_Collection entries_

==============================

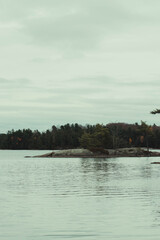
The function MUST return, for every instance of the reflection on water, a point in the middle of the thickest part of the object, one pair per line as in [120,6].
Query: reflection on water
[78,198]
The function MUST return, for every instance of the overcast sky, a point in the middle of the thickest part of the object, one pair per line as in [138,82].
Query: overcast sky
[84,61]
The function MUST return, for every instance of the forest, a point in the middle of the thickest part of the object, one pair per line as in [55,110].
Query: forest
[99,136]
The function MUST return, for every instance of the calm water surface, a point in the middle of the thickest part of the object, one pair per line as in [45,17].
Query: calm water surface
[78,198]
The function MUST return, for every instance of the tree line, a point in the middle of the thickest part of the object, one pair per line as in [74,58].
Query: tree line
[99,136]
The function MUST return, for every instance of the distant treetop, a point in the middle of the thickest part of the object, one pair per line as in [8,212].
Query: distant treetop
[155,111]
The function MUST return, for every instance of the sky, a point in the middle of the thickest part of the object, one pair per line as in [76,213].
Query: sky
[74,61]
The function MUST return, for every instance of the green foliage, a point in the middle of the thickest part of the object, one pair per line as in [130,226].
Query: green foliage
[155,111]
[99,137]
[95,137]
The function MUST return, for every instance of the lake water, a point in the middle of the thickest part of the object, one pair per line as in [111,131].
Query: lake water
[78,198]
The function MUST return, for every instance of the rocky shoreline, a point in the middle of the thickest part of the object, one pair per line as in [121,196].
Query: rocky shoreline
[106,153]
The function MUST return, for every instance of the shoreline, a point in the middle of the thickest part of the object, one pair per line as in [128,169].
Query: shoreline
[107,153]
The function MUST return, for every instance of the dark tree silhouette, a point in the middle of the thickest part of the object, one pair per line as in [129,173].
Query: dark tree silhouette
[155,111]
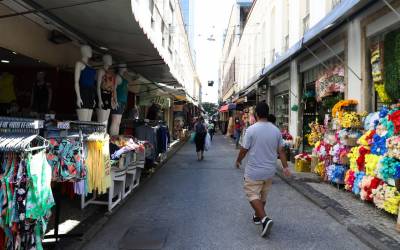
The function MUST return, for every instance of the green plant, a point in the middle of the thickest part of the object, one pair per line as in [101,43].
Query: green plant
[392,64]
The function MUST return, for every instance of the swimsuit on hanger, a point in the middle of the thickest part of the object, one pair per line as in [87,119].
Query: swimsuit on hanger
[87,87]
[107,89]
[122,96]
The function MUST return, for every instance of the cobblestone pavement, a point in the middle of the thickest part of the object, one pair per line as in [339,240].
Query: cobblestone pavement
[203,206]
[366,213]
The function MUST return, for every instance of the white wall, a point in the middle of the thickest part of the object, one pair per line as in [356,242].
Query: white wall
[354,88]
[180,60]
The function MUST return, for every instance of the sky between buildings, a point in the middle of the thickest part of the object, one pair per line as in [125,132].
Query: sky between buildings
[210,20]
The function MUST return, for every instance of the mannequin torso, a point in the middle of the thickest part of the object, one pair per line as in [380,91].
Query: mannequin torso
[85,80]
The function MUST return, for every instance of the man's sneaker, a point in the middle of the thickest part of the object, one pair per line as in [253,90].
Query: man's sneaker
[267,225]
[256,220]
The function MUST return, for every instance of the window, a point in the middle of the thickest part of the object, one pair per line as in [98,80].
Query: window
[306,23]
[286,43]
[273,55]
[162,33]
[335,3]
[151,6]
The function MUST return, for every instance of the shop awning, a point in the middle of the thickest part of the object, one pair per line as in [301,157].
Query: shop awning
[232,106]
[224,108]
[110,27]
[336,17]
[252,87]
[339,14]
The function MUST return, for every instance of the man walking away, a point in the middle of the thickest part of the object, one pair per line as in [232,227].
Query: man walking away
[262,141]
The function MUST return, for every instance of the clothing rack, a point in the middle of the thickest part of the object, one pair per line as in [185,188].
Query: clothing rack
[81,127]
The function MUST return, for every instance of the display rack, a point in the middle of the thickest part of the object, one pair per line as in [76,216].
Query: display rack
[65,127]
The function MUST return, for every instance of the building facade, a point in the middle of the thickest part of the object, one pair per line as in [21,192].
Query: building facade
[228,63]
[288,46]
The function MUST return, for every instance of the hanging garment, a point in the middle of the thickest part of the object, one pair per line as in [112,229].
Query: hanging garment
[87,87]
[26,199]
[98,164]
[87,78]
[163,138]
[147,133]
[65,158]
[40,197]
[7,93]
[122,97]
[41,97]
[107,89]
[122,91]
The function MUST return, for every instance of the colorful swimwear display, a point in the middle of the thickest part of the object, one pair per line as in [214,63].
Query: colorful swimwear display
[66,159]
[26,199]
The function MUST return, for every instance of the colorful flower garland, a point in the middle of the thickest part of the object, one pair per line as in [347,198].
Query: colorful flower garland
[337,111]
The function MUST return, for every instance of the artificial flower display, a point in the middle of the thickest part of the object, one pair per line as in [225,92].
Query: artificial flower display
[366,138]
[371,164]
[349,180]
[379,145]
[320,169]
[388,168]
[350,120]
[371,120]
[337,110]
[316,134]
[367,184]
[393,147]
[357,181]
[395,119]
[392,200]
[383,95]
[362,151]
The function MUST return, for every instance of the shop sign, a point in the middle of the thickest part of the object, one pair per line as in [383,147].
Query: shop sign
[330,81]
[163,101]
[178,108]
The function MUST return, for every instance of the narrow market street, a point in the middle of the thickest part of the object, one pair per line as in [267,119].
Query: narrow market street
[201,205]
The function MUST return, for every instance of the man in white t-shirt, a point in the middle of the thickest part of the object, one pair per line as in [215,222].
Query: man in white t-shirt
[262,142]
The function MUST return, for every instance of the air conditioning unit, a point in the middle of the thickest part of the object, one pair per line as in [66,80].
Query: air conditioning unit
[57,37]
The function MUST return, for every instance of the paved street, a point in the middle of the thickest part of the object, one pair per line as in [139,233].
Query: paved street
[202,206]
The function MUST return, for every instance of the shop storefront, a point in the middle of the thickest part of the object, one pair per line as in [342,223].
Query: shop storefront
[322,87]
[90,123]
[354,143]
[279,99]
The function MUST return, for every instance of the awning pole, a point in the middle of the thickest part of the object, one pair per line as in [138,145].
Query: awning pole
[340,59]
[391,7]
[316,57]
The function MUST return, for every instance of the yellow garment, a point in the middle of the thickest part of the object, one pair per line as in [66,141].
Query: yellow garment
[7,93]
[98,166]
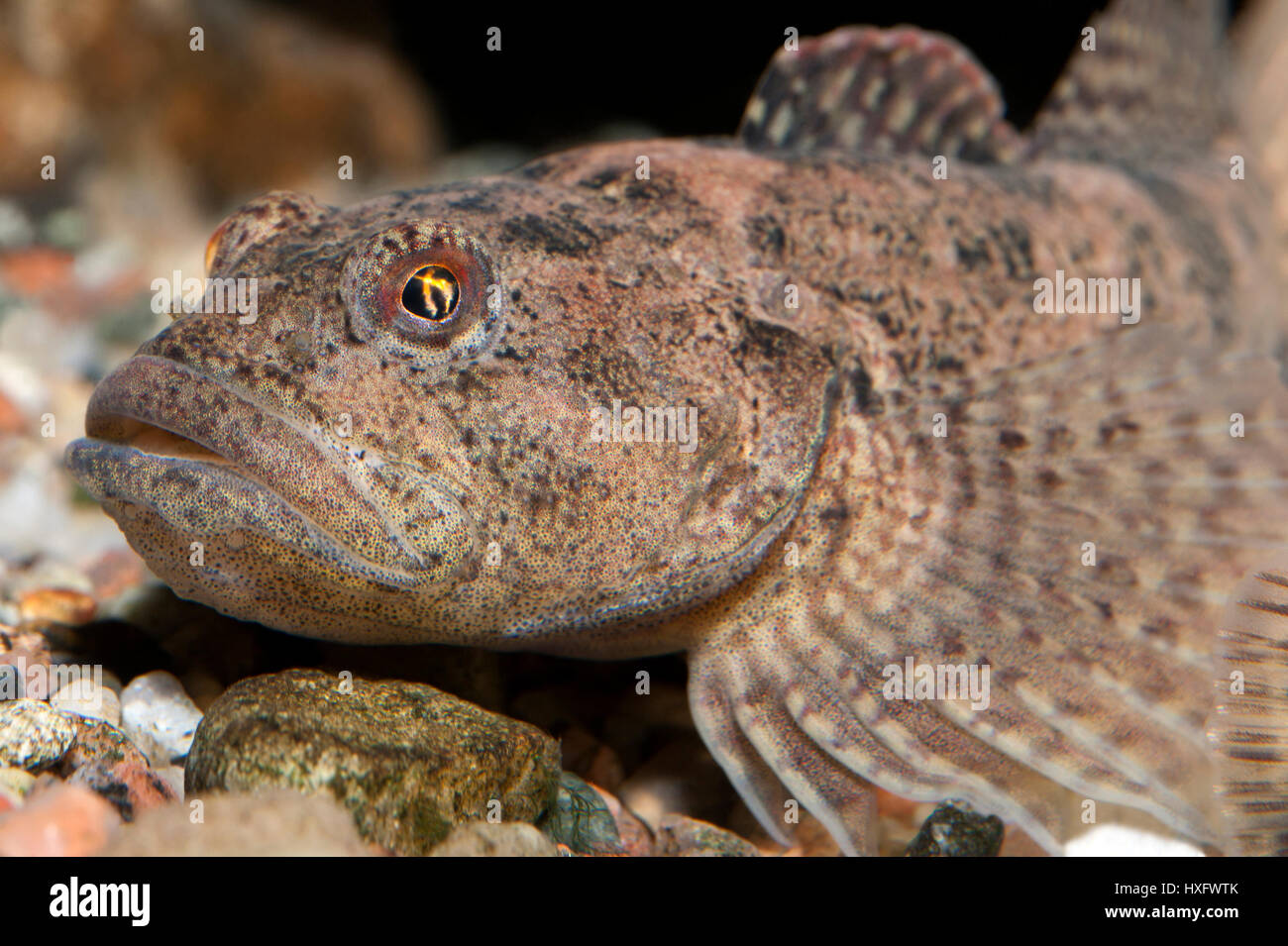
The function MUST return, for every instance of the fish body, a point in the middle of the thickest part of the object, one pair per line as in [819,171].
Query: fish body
[880,383]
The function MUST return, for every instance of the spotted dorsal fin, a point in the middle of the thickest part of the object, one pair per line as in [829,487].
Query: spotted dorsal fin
[1151,88]
[862,89]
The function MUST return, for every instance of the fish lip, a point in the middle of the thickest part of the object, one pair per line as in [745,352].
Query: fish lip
[172,396]
[129,394]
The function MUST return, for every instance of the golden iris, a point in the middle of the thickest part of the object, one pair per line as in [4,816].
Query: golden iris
[432,293]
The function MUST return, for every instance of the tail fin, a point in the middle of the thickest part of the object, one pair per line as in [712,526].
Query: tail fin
[1249,726]
[1147,85]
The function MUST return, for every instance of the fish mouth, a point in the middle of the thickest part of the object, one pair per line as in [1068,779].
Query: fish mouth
[168,450]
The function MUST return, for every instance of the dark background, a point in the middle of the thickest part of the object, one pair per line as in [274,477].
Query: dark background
[684,71]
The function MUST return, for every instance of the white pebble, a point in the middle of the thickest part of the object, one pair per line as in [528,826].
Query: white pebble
[90,699]
[159,716]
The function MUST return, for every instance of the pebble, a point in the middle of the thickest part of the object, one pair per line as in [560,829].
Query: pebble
[581,820]
[277,822]
[687,837]
[89,699]
[500,839]
[956,830]
[33,735]
[24,653]
[681,778]
[16,783]
[60,821]
[58,605]
[408,761]
[159,716]
[107,762]
[635,835]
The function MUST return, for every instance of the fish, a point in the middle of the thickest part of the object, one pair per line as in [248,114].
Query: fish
[949,455]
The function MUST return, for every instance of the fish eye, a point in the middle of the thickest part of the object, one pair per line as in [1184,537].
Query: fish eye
[432,292]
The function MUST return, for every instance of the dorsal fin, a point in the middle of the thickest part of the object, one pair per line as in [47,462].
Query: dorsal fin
[862,89]
[1151,89]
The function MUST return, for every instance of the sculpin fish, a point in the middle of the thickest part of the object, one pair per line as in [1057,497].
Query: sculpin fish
[951,456]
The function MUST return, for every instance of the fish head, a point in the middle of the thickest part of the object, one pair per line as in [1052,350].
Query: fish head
[507,412]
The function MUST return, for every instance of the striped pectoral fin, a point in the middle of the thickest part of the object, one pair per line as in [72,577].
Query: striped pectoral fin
[791,703]
[1249,723]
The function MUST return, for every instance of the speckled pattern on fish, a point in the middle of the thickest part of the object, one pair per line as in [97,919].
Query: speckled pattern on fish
[898,455]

==============================

_The task_
Reproduce every line exactly, starting with the line that contains "The function MUST return, for every instance of the fish, a" and running down through the end of the items above.

_Output for this exercise_
The function MUST return, for every instance of the fish, a point in the middle of the thickest part of the object, one pair per line as in [248,114].
Query: fish
[949,455]
The function MUST return, for every instance of the fish eye, a point in the middle of the thickest part of the object, one pair per line as in [1184,537].
Query: fish eye
[432,292]
The function MUST return, for every instance of the dorsal fin, a point in the middle of the thickest part of the object, one pair per line as in [47,462].
Query: dorsal fin
[862,89]
[1151,89]
The function MUST return, for every instance of the sculpin fish, a point in the middle of the thickest part of the object, one pair per line as in [1057,497].
Query: sculpin fish
[951,456]
The function MUST return, for every instance of the fish head, a point in the middle of the thickest part of the object, one pair per line as in [1052,350].
Query: fish head
[507,412]
The function MUST return, for every instance of the striped pectoral fin, a point in the middle of the thickest part of the object, one pair per line as in [72,577].
Query: striped pectoral fin
[791,703]
[1249,723]
The function MUST return, for every instance of the speckled pattern on fish, a point in the middle of the thickest part of the object, one pair per line as in [97,919].
Query: speckled pattern on fish
[898,455]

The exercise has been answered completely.